§ INPUT MATERIAL:

______________________________

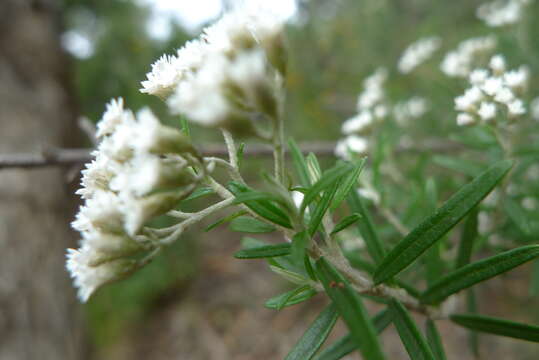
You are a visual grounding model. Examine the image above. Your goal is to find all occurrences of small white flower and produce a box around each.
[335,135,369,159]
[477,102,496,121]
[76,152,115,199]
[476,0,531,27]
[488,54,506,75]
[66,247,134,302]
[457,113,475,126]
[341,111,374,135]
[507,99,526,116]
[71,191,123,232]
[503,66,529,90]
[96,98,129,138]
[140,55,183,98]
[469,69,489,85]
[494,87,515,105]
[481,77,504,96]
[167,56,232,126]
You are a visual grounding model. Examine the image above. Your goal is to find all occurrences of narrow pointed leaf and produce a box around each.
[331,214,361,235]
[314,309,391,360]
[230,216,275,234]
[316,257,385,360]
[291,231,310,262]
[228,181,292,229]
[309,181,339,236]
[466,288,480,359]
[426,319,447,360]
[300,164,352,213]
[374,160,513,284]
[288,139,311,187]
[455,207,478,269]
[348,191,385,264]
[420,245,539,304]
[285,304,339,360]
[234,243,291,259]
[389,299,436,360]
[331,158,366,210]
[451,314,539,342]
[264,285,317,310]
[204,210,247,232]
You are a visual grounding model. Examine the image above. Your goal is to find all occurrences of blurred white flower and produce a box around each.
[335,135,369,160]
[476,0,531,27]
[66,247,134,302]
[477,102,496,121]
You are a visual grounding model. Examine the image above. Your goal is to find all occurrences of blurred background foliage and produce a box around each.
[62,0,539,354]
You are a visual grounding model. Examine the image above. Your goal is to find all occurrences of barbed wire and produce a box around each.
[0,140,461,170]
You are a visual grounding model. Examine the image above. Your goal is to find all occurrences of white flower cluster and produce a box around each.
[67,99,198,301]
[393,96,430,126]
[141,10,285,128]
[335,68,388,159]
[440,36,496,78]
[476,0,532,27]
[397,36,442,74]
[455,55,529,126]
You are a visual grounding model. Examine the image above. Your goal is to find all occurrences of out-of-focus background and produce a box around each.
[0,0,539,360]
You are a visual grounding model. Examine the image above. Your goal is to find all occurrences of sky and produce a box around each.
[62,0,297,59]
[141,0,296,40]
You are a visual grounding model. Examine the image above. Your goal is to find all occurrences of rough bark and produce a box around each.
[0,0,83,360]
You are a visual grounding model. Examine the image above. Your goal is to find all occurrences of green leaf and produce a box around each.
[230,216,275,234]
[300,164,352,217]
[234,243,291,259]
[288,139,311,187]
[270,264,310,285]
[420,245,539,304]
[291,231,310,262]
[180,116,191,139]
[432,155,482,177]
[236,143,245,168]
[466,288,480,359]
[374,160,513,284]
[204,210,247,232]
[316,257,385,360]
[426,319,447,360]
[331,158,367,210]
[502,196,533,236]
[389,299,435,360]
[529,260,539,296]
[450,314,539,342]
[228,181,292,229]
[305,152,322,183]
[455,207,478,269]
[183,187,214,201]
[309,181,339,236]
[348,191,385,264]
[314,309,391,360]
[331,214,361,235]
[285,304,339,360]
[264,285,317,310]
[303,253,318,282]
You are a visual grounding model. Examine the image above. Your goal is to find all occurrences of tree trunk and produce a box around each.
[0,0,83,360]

______________________________

§ TASK BRIEF: Identify every line in the rows above that contains the word "flower" and copy each one in full.

§ FULL SOLUTION:
You are a visual grounding model. Examine the image above. Your goal is to find all occurrences of small white flower and produce a box around each.
You are a visual grounding model. Examine the image above. Your goal is to find all occurrences of blurred white flower and produce a box around each.
You are a visual grounding model. Examine the image above. Your goal is to find all occurrences of white flower cluster and produce a box around each.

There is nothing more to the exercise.